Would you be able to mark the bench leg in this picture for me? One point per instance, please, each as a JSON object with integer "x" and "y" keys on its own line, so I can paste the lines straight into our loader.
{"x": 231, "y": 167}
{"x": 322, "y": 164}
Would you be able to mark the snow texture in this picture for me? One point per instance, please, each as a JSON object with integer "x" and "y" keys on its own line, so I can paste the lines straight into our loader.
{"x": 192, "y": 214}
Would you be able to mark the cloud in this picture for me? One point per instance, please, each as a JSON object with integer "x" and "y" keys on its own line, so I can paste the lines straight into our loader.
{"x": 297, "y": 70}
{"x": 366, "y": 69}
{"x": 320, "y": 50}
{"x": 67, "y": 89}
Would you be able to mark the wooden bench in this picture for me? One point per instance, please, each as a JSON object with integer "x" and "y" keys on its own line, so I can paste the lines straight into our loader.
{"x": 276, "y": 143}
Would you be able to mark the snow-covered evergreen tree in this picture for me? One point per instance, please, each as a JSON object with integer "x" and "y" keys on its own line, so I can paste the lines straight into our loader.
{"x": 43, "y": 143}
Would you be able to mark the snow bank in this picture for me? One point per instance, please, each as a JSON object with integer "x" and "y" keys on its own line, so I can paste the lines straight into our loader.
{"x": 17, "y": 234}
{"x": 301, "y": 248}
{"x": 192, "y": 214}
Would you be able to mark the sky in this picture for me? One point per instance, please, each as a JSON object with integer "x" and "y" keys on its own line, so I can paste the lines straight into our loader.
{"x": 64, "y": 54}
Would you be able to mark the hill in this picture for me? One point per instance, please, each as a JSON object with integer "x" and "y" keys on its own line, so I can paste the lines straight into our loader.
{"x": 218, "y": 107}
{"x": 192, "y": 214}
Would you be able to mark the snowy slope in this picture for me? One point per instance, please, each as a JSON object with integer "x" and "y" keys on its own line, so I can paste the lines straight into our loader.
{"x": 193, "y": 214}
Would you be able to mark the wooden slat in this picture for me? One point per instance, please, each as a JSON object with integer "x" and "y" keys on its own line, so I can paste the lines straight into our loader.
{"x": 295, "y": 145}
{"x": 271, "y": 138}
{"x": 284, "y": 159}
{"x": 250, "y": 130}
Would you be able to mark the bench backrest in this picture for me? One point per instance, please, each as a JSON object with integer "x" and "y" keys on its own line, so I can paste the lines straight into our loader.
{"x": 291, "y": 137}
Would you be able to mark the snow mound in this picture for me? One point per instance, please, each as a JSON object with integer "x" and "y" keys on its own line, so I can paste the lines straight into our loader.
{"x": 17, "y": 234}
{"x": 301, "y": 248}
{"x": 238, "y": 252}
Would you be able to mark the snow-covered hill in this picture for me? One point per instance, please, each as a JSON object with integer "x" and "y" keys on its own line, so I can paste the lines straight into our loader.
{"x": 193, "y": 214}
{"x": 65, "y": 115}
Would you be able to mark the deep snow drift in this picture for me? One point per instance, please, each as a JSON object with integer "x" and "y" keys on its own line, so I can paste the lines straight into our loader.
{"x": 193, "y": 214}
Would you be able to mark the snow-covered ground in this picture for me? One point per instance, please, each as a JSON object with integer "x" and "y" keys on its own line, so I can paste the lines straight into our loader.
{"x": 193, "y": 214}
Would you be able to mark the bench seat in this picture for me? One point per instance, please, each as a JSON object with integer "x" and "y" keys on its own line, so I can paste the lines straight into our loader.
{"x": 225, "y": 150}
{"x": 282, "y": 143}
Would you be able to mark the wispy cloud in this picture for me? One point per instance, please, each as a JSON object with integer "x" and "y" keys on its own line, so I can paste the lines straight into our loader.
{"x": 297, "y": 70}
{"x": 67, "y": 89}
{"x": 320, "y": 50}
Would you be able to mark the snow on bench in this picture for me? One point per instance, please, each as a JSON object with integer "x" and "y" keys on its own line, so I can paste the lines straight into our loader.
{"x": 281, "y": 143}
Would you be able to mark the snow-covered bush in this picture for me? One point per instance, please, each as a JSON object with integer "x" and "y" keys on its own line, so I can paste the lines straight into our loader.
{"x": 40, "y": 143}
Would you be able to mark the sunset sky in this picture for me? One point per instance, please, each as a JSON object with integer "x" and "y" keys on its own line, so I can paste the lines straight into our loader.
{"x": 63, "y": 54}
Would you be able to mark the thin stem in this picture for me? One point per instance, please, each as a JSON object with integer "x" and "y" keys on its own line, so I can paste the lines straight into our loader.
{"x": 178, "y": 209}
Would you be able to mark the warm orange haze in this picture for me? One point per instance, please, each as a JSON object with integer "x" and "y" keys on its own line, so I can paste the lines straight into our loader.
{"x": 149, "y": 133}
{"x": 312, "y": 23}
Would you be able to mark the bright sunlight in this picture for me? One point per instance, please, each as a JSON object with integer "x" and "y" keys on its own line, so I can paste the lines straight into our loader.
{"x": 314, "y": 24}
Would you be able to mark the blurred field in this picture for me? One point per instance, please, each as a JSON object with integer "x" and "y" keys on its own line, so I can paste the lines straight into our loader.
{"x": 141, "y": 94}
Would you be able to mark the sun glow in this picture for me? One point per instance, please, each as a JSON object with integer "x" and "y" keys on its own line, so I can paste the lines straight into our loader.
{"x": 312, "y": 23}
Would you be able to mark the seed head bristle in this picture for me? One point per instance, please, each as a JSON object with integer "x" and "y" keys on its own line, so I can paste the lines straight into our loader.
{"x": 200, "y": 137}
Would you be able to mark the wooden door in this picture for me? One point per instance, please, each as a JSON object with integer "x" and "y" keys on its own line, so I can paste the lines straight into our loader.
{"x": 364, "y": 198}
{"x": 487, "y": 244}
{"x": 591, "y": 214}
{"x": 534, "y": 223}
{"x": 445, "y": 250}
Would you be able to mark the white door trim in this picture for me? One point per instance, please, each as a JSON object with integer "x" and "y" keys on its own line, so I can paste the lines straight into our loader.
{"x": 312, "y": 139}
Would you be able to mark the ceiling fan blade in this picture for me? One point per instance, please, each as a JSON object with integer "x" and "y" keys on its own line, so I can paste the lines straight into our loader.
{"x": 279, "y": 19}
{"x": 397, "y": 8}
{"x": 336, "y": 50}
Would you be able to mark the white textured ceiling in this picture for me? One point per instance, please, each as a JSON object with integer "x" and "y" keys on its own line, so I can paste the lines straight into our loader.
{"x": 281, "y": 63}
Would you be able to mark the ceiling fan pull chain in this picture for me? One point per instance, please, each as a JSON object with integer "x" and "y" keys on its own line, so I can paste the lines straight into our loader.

• Exercise brief
Which lines run from the one containing "Would you be able to mark the sun glow" to the end of the entries above? Quote exactly those, and only those.

• Result below
Would you be able to mark the sun glow in this picture for me? One point per instance, please, each as a JSON object with integer "x" and "y" keys on its own line, so I can paste the lines straight into our loader.
{"x": 312, "y": 23}
Would you be able to mark the seed head bristle in this picture for me? One point per instance, please, each as a JSON object with integer "x" and "y" keys on its own line, so I can paste the lines straight into our loader.
{"x": 200, "y": 137}
Would you be able to mark the wooden door in this picture for me? One point per instance, please, each as a JSON object with integer "x" and "y" keys on its own line, so I can paste the lines straight into our loader.
{"x": 364, "y": 198}
{"x": 487, "y": 244}
{"x": 591, "y": 214}
{"x": 534, "y": 223}
{"x": 445, "y": 250}
Would you be able to mark the white door trim in this picture for me? One point per instance, please, each as a JSON object with integer "x" and "y" keys on its own line, so I can paste the lines straight into our loader.
{"x": 312, "y": 139}
Would you be able to mark the ceiling fan blade in this picture for me? One point per instance, please, each as a JSON object with integer "x" and "y" keys on its own line, so I can paste the lines straight into our loader.
{"x": 279, "y": 19}
{"x": 397, "y": 8}
{"x": 336, "y": 50}
Would you be able to mark the white textured ceiling in this picture for me? One point per instance, please, each as a JSON object with integer "x" and "y" keys on its own line, so I can paste the lines straight into our loader.
{"x": 281, "y": 63}
Would you be able to mark the ceiling fan pull chain in this picture for me? One point per instance, please, each as a JSON object with integer "x" and "y" keys on its own line, so I can paste the lines straight into our loader.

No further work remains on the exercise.